Problem: Nothing may be left out of the listing below but its images; repeat the rest exactly.

Supplied data:
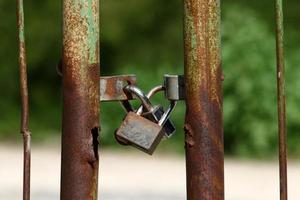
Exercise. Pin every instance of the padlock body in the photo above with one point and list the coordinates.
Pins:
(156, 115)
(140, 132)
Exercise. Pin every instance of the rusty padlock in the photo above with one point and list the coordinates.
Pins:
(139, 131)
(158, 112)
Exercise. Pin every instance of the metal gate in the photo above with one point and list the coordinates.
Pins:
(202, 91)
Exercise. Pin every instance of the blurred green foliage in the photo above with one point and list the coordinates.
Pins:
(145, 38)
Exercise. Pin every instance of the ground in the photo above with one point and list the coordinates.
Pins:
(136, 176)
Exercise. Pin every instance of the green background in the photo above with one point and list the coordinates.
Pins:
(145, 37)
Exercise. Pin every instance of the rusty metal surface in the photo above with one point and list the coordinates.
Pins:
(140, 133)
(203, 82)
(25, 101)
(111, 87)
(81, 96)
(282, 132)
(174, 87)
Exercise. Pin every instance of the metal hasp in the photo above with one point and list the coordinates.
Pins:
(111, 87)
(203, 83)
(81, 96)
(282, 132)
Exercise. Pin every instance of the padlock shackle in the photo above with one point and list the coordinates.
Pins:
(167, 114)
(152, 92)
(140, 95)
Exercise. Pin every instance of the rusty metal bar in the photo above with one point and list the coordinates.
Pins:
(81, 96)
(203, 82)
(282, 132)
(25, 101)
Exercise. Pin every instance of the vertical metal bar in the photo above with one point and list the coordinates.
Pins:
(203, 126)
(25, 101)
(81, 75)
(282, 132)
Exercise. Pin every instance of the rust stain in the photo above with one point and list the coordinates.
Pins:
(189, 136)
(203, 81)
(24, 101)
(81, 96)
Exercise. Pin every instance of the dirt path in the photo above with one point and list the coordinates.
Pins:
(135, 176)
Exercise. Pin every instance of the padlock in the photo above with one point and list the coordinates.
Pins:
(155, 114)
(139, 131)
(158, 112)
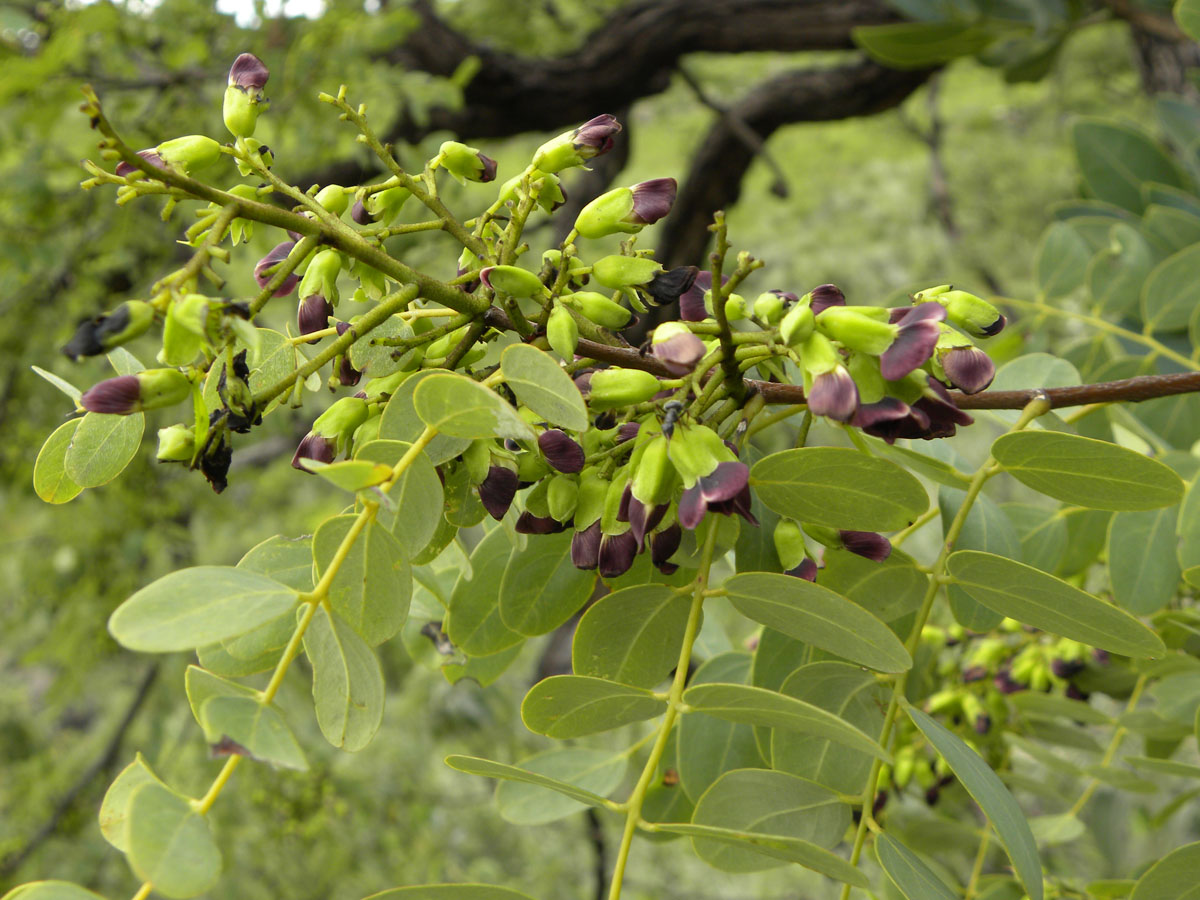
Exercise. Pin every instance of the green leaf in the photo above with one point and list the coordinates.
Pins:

Response area:
Exercise. Pin every instance of the padlock body in the photo above with one point and list the coordinates.
Pins:
(156, 115)
(140, 132)
Exercise. Pin every instance of the rusty padlock in the photo above with one point and list the coordinates.
Pins:
(139, 131)
(158, 112)
Exercise. Pin every instance of the metal gate in the photo above with one point and list the coordinates.
Pins:
(202, 91)
Exercise. Pin every instance of the blurred green foliage in the photo above with one point and list the coordinates.
Pins:
(145, 38)
Exercise. Pin every instance of the ground in the photo above with one point and list the coordinates.
Pins:
(136, 176)
Exercise. Pin every instance of the green background in the photo above with one point and list the coordinates.
Pins:
(145, 37)
Exercise. Pin every instance of the rusty metal surface in the photo above with one point and list the coordinates.
Pins:
(140, 133)
(203, 82)
(25, 101)
(111, 87)
(81, 96)
(282, 132)
(174, 87)
Exercise. Pin every instance of the metal hasp in the photo above with one point and list the coordinates.
Pins:
(111, 87)
(203, 83)
(81, 96)
(282, 132)
Exercise. Pin every instance of the padlock shackle in the photo above with one point and list the coordinates.
Pins:
(167, 114)
(152, 92)
(140, 95)
Exercise. Pin every instance of the rusty metal bar in the photo above with one point and list the coordinates.
Pins:
(81, 96)
(203, 82)
(282, 132)
(25, 101)
Exercise. Pin every instance of the vertical metal bar in the photo above with one point and list the coordinates.
Pins:
(203, 126)
(25, 101)
(81, 75)
(282, 132)
Exercise. Pin every instance of the rust stain in the photo above with one point and list the coordinates.
Pins:
(189, 136)
(203, 81)
(24, 101)
(81, 96)
Exercise. Pin every instance of the dirt path in the photo above with one point and list the coordinates.
Pins:
(135, 176)
Exercise. Pin every instance of the padlock in the photo above with one point and list the coordinates.
Pins:
(155, 114)
(139, 131)
(158, 112)
Exercise. Pin every instance of the green leaf in the photo above with one point and list the coordinates.
Pins:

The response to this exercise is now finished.